• _PASAJE DEL TEXTO_:

_ _ _ _ _

May 30, 2007

Un retazo sobre la literatura japonesa




Octavio Paz aborda un tema sumamente interesante dentro del ámbito literario y lógicamente cultural, en donde podemos tener, gracias a su aporte, una idea más amplia (si es que antes la teníamos, lo que consecuentemente es muy dudoso) de lo que conocíamos de la literatura japonesa, sus aportes al mundo de la literatura y sus influencias recogidas adrede para consolidarse y superarse, creando incluso algunos parámetros que Octavio Paz considera iguales y a la vez lejanos al mundo que nos rodea. A continuación, les dejo un par de fragmentos iniciales, con los cuales intentaré que busquen en la red el ensayo escrito por el mexicano Premio Nobel de 1990, y que probablemente lo realizó gracias a su cargo como diplomático.

Tres momentos de la literatura japonesa (Fragmento)
Octavio Paz

Es un lugar común decir que la primera impresión que produce cualquier contacto –aun el más distraído y casual– con la cultura del Japón es la extrañeza. Sólo que, contra lo que se piensa generalmente, este sentimiento no proviene tanto del sentirnos frente a un mundo distinto como del darnos cuenta de que estamos ante un universo autosuficiente y cerrado sobre sí mismo. Organismo al que nada le falta, como esas plantas del desierto que secretan sus propios alimentos, el Japón vive de su propia substancia. Pocos pueblos han creado un estilo de vida tan inconfundible. Y sin embargo, muchas de las instituciones japonesas son de origen extranjero. La moral y la filosofía política de Confucio, la mística de Chuang-tsé, la etiqueta y la caligrafía, la poesía de Po Chü-i y el Libro de la piedad filial, la arquitectura, la escultura y la pintura de los Tang y los Sung modelaron durante siglos a los japoneses. Gracias a esta influencia china, Japón conoció las especulaciones de Nagarjuna y otros grandes metafísicos del budismo Mahayana y las técnicas de meditación de los hindúes.

_ _ _ _ _

• _LÍNEAS DE DATOS_:

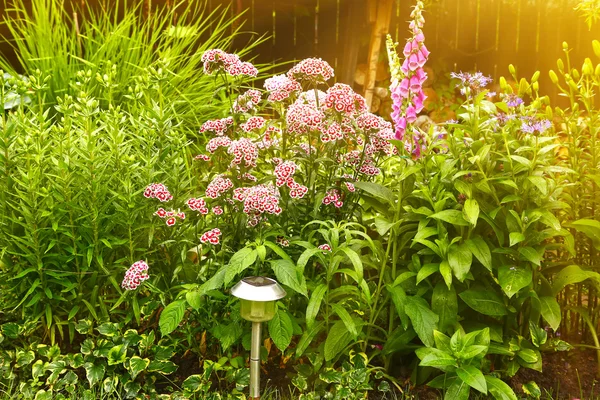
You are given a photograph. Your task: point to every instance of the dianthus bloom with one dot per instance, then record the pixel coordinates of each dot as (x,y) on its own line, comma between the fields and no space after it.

_ _ _ _ _

• _INDICACIÓN_: Escribe sin cambios la parte del texto sobre la literatura japonesa que comienza en las palabras "Octavio Paz aborda" y detente después de "literatura japonesa (Fragmento)".

• _RESULTADO_:
Octavio Paz aborda un tema sumamente interesante dentro del ámbito literario y lógicamente cultural, en donde podemos tener, gracias a su aporte, una idea más amplia (si es que antes la teníamos, lo que consecuentemente es muy dudoso) de lo que conocíamos de la literatura japonesa, sus aportes al mundo de la literatura y sus influencias recogidas adrede para consolidarse y superarse, creando incluso algunos parámetros que Octavio Paz considera iguales y a la vez lejanos al mundo que nos rodea. A continuación, les dejo un par de fragmentos iniciales, con los cuales intentaré que busquen en la red el ensayo escrito por el mexicano Premio Nobel de 1990, y que probablemente lo realizó gracias a su cargo como diplomático.

Tres momentos de la literatura japonesa (Fragmento)